Stored dataset items

--------------------------------------------------

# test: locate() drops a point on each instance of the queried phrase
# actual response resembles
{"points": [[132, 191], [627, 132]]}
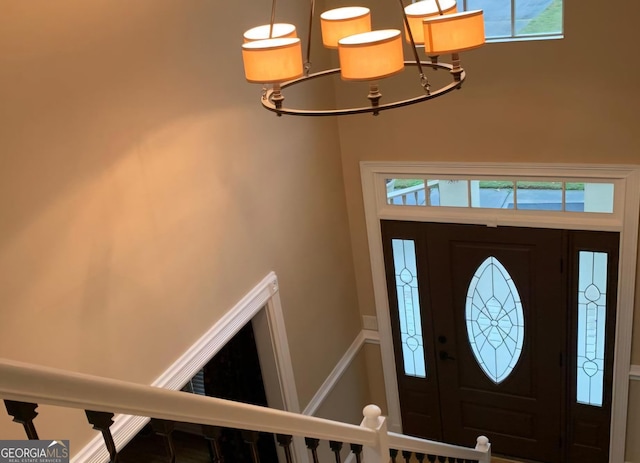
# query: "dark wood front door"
{"points": [[520, 408], [482, 333]]}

--------------------------------------------------

▶ YOUR TASK: Give back the data exactly. Skip any images.

▶ EXERCISE ANSWER:
# test: locate() drops a point on each instance of the queried phrase
# actual response resembles
{"points": [[132, 191], [627, 132]]}
# query: "dark wood front door"
{"points": [[520, 408], [482, 333]]}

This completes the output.